CHARACTER ACTOR/ACTRESS RATING
Paul Biegler James Stewart ½
Laura Manion Lee Remick
Lt. Frederick Manion Ben Gazzara ½
Parnell Arthur O'Connell
Maita Rutledge Eve Arden
Asst. State Atty. Gen. Charles Dancer George C. Scott

 

Review

This overwhelmingly thorough and slow courtroom drama is, embodied through Jimmy Stewart's gloriously suave performance, as stylish and classy as movies come. It starts off in the most refined fashion, letting us get to know the characters through a seemingly arbitrary look-in. Preminger unfolds his scenes is if he were Don Juan making love to a woman; gentle, firmly and with the greatest of confidence. He makes the slowest of build-ups turn out as one of the most appealing of build-ups, and the actors revel in the process. During the courtroom scenes, however, things sometimes run from smooth to somewhat quirky, and some scenes become a tad to frivolous (the laughing on the soundtrack should have being kept in a more low-key fashion) . But still, Anatomy of a Murder remains a well-balanced and highly interesting encounter with the American legal system of the fifties, and some very strongly portrayed characters in it. And exactly when you'd start to worry about the level of authenticity, the movie brings on George C. Scott in one of his first screen roles; a fantastic one at that. His cross-examining of witnesses even makes the close-up cameraman shiver. And his wonderful feud with Jimmy Stewart will forever stand as a great legacy to both.

Exercise requirements: List every actor or actress named in the cast listing at the top of the film review. The lines after the film review are separate material and are not part of it.

Given records:

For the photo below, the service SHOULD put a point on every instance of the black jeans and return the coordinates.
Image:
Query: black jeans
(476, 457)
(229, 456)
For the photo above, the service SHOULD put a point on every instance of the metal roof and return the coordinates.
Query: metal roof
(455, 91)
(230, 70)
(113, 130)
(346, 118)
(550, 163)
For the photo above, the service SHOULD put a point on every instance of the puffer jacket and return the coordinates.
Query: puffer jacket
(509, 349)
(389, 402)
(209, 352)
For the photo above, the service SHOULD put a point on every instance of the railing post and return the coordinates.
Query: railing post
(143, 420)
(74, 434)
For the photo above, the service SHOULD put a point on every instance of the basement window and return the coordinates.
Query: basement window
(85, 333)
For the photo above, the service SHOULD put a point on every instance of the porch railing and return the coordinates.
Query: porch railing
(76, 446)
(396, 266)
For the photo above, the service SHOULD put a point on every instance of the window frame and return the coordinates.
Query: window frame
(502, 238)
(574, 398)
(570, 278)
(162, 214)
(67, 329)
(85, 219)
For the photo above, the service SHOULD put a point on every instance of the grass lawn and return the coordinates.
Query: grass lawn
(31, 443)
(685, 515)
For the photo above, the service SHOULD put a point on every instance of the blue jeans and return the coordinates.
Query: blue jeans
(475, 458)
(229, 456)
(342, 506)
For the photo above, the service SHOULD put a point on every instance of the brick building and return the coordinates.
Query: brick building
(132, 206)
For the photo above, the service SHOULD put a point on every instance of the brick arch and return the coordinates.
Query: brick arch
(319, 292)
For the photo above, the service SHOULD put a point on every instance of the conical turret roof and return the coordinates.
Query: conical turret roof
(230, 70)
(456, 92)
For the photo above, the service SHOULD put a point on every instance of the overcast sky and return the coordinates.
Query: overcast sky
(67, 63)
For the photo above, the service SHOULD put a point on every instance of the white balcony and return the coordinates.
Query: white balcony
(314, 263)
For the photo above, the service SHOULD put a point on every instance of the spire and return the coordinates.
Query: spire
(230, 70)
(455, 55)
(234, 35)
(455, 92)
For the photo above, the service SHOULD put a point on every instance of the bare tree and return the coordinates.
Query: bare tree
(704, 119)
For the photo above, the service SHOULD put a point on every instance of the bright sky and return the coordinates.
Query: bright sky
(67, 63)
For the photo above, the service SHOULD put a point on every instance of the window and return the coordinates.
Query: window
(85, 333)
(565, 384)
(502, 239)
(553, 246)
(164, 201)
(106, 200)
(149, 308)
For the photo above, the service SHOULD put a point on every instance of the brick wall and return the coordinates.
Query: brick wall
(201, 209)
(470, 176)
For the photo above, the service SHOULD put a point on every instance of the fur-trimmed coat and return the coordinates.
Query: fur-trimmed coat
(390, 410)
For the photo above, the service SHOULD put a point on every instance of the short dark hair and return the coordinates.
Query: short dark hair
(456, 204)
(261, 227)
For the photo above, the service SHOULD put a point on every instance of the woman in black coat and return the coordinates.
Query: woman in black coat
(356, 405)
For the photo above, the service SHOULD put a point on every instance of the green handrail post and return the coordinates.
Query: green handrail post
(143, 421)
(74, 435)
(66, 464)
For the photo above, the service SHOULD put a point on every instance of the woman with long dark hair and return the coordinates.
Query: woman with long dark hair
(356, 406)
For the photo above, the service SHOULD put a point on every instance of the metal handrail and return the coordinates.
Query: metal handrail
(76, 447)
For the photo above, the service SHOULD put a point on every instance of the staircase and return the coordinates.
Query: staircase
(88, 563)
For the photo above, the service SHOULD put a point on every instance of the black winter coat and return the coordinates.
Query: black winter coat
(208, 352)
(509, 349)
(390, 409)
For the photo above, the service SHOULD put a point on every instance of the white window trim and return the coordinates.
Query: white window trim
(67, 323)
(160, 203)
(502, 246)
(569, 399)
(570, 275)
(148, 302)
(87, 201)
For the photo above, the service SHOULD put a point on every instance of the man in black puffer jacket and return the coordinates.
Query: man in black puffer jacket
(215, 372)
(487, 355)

Answer: James Stewart, Lee Remick, Ben Gazzara, Arthur O'Connell, Eve Arden, George C. Scott